** What is required **
From the article about the professor's discrimination settlement, write out the passage from "University settles discrimination" up to and including "were less qualified.".

** Extract provided **
University settles discrimination lawsuit with professor
Minnesota State University Mankato settled a lawsuit brought by a professor alleging that a hiring committee discriminated against him because of his Cantonese accent.
The settlement comes as legal groups support high-profile cases alleging that universities are discriminating against Asian students and faculty.
Minnesota State University Mankato (MSUM) recently settled a lawsuit with Ka-Wah Wong, a professor passed over by the Department of Physics and Astronomy for a tenure-track position.
Wong “reached a $117,500 settlement” with the university and “now works as a physics professor at State University of New York," according to the Star Tribune. He alleged that the hiring committee discriminated against him because of his Cantonese accent, instead pursuing the other two finalists who the lawsuit said were less qualified.
“‘I was shocked that such unfair treatment would happen at Minnesota State, Mankato…which is supposed to promote equity and inclusiveness,’” Wong said in a statement to the Star Tribune.

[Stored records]

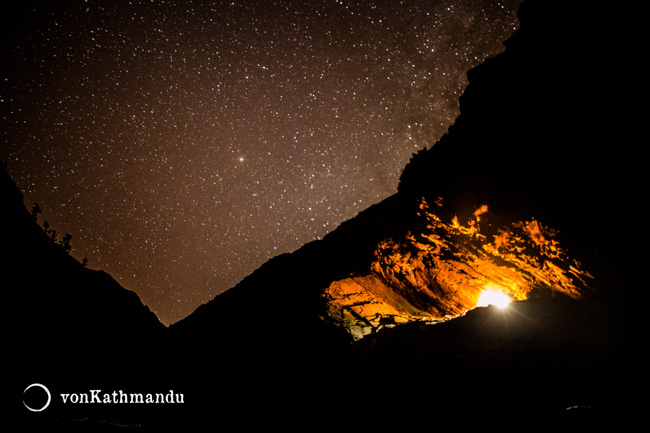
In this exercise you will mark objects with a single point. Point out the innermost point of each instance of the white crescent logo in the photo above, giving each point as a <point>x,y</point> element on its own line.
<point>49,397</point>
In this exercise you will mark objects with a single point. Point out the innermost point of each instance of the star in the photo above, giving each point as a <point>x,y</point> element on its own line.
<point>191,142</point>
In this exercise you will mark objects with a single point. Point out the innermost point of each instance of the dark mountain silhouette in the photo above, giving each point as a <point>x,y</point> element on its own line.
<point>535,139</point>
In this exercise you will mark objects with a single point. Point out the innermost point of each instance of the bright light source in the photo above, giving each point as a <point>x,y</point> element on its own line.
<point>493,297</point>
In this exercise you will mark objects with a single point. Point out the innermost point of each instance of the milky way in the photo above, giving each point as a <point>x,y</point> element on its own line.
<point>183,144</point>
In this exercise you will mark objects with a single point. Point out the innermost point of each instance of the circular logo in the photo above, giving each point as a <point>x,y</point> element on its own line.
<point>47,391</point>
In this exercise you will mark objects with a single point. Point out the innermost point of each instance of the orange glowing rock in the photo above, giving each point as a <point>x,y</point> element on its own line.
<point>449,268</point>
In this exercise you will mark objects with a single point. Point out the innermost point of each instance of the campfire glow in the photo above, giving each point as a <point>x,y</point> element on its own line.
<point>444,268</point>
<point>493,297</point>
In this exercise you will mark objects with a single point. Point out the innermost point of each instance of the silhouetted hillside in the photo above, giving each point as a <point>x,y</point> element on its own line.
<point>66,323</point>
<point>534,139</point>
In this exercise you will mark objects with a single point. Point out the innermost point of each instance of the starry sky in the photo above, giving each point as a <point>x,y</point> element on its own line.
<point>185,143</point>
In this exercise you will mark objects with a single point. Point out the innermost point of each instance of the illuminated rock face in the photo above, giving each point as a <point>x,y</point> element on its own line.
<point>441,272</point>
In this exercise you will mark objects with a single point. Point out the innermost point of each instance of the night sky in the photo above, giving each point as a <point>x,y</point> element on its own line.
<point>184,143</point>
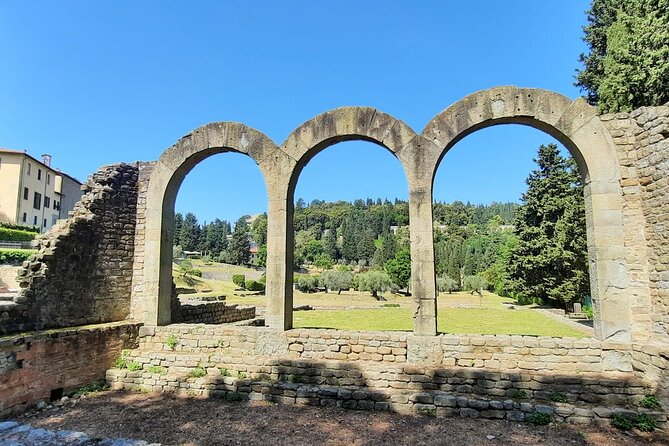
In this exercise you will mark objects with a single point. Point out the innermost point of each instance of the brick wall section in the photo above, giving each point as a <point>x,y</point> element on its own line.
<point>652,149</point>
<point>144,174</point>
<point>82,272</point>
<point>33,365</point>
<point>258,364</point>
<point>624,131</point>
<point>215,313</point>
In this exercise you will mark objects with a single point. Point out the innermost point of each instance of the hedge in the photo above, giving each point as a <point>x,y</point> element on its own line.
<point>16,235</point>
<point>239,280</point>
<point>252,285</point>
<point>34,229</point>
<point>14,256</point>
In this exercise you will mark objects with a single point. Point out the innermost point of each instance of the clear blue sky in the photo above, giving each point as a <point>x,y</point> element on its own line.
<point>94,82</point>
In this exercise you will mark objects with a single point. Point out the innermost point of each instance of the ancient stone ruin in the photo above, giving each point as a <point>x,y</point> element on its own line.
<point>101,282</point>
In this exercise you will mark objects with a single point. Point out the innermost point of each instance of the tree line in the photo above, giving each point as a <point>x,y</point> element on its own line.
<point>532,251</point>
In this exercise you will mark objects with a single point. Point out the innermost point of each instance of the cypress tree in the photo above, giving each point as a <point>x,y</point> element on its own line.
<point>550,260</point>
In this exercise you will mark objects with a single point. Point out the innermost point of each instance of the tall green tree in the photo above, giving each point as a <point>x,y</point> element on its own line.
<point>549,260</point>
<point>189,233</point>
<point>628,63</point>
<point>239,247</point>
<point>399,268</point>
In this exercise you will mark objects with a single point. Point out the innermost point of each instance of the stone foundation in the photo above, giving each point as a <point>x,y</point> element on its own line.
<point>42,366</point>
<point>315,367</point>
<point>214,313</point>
---
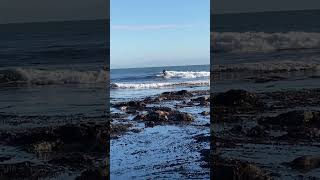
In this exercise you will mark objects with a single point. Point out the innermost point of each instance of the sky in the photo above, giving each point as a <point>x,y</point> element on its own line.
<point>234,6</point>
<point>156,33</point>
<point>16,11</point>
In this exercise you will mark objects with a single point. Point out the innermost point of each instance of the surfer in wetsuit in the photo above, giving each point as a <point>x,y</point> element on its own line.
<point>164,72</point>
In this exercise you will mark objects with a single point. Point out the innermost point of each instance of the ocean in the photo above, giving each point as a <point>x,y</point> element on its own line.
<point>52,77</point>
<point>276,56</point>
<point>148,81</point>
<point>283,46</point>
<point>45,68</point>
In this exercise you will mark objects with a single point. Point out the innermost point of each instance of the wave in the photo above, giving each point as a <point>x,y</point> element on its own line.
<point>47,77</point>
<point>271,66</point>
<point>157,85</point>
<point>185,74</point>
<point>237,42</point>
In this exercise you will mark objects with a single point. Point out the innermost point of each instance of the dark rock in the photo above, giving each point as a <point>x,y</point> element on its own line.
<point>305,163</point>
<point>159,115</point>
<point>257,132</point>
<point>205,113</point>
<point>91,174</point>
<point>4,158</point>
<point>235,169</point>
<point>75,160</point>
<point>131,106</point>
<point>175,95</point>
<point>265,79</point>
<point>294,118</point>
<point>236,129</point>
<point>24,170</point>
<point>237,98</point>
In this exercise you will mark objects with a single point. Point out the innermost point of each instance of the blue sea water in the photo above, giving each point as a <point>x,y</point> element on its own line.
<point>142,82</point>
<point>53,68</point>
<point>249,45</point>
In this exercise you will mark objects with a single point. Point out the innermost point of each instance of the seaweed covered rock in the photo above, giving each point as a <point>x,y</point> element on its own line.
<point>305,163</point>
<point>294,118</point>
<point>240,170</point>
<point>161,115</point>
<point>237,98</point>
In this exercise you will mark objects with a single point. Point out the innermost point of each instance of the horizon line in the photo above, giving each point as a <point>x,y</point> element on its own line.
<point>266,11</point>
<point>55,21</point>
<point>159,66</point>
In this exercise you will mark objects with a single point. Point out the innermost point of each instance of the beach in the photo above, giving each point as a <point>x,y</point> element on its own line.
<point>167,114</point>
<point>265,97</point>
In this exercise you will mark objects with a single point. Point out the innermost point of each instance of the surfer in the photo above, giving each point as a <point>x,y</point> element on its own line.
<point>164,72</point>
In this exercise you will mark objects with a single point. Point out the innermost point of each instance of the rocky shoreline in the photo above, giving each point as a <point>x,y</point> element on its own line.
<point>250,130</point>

** Final answer **
University settles discrimination lawsuit with professor
Minnesota State University Mankato settled a lawsuit brought by a professor alleging that a hiring committee discriminated against him because of his Cantonese accent.
The settlement comes as legal groups support high-profile cases alleging that universities are discriminating against Asian students and faculty.
Minnesota State University Mankato (MSUM) recently settled a lawsuit with Ka-Wah Wong, a professor passed over by the Department of Physics and Astronomy for a tenure-track position.
Wong “reached a $117,500 settlement” with the university and “now works as a physics professor at State University of New York," according to the Star Tribune. He alleged that the hiring committee discriminated against him because of his Cantonese accent, instead pursuing the other two finalists who the lawsuit said were less qualified.